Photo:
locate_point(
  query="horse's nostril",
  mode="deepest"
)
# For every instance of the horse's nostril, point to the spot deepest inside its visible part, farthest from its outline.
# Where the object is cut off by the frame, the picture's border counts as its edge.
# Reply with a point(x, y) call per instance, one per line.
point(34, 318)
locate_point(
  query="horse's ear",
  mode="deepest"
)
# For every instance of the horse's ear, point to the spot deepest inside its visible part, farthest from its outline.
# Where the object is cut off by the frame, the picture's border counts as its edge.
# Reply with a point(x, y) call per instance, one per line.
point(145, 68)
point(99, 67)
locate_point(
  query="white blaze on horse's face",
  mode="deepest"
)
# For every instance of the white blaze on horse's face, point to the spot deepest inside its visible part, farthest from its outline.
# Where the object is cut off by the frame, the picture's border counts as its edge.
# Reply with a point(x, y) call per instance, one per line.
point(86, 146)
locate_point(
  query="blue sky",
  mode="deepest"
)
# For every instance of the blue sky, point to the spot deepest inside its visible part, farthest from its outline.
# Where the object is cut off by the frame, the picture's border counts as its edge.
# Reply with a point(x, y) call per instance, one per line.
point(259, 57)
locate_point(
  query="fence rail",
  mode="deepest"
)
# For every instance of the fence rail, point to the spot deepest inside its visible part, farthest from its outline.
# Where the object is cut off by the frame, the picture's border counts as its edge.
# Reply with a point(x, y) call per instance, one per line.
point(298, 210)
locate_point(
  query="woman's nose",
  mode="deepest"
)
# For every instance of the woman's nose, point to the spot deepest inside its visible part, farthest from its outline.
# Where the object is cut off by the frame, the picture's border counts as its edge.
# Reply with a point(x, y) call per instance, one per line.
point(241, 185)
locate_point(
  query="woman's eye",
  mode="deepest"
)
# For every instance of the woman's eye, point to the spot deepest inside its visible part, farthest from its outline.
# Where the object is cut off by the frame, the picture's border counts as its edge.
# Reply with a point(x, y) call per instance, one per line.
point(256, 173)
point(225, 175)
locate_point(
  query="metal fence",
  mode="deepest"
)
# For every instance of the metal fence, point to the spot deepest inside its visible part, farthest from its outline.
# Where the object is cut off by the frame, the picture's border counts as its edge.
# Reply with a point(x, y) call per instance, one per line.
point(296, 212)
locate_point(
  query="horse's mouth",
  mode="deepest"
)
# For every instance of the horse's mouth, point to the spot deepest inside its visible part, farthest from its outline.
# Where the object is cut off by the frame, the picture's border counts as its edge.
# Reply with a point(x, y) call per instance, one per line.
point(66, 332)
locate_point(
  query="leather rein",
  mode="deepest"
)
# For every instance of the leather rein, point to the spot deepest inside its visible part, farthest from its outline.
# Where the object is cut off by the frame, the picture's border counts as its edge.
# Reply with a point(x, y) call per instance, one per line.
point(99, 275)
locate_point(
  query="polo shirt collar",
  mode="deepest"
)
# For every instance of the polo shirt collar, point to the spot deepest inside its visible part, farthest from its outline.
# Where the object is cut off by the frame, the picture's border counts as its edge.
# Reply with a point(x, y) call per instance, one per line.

++++++++++++++++++++

Reproduce the full listing above, character for character.

Photo:
locate_point(
  query="horse's nostril",
  mode="deepest"
)
# For every instance of the horse's nostril, point to the spot deepest inside its visible part, farthest from its outline.
# Where the object is cut off by the frame, the picture's border counts as its edge.
# Reply with a point(x, y) call per instance, one per line.
point(34, 318)
locate_point(
  query="horse's ear",
  mode="deepest"
)
# For every instance of the horse's ear, point to the spot deepest inside its visible part, farthest from its outline.
# Where the object is cut off by the frame, the picture's border counts as its edge.
# Reply with a point(x, y) call per instance, one per line.
point(145, 68)
point(99, 67)
locate_point(
  query="white blaze on horse's face",
  mode="deepest"
)
# For every instance of the white blaze on horse's face, point to the spot deepest inside its visible part, farthest from its outline.
# Where the object is cut off by the frame, the picture's border counts as its edge.
# Reply with a point(x, y) call per instance, one per line.
point(86, 146)
locate_point(
  query="blue sky",
  mode="deepest"
)
# For every instance of the blue sky, point to the spot deepest inside its visible part, farthest from its outline.
# Where the object is cut off by the frame, the picture's border counts as its edge.
# Reply with a point(x, y) call per instance, one per line.
point(259, 57)
locate_point(
  query="fence rail",
  mode="deepest"
)
# For every instance of the fence rail, point to the spot deepest inside its visible part, farthest from its outline.
# Where the object is cut off by the frame, the picture's border counts as its edge.
# Reply with a point(x, y) call per instance, one per line.
point(298, 210)
locate_point(
  query="woman's nose",
  mode="deepest"
)
# For every instance of the woman's nose, point to the spot deepest inside its visible part, farthest from its outline.
# Where the object is cut off by the frame, the picture's border counts as its edge.
# Reply with a point(x, y) call per instance, one per line.
point(241, 185)
locate_point(
  query="woman's eye",
  mode="deepest"
)
# For every instance of the woman's eye, point to the spot deepest inside its visible part, farthest from its outline.
# Where the object is cut off by the frame, the picture's border counts as its edge.
# Reply with a point(x, y) call per instance, one per line.
point(256, 173)
point(225, 175)
locate_point(
  query="metal fence",
  mode="deepest"
)
# For every instance of the metal fence, point to the spot deepest inside its visible part, farthest from its outline.
# Where the object is cut off by the frame, the picture's border counts as its edge.
# Reply with a point(x, y) call per instance, one per line.
point(296, 212)
locate_point(
  query="horse's mouth",
  mode="deepest"
)
# For every instance of the horse's mouth, point to the spot deepest inside its visible part, farthest from its outline.
# Where the object is cut off by the frame, the picture's border counts as its edge.
# Reply with a point(x, y) call per instance, one per line.
point(66, 332)
locate_point(
  query="leather rein",
  mode="deepest"
)
# For every instance of the leather rein, point to the spot deepest inside its visible part, farthest from its outline.
# Where the object is cut off by the frame, the picture's border counts as its edge.
# Reply with a point(x, y) call per instance, one per line.
point(99, 275)
locate_point(
  query="polo shirt collar",
  mode="deepest"
)
# For every instance of the polo shirt collar, point to the spot deepest inside its visible part, farthest from its outline.
# Where the object is cut off by the frame, the picture's border counts as its edge.
# Reply with a point(x, y) call per instance, one per line.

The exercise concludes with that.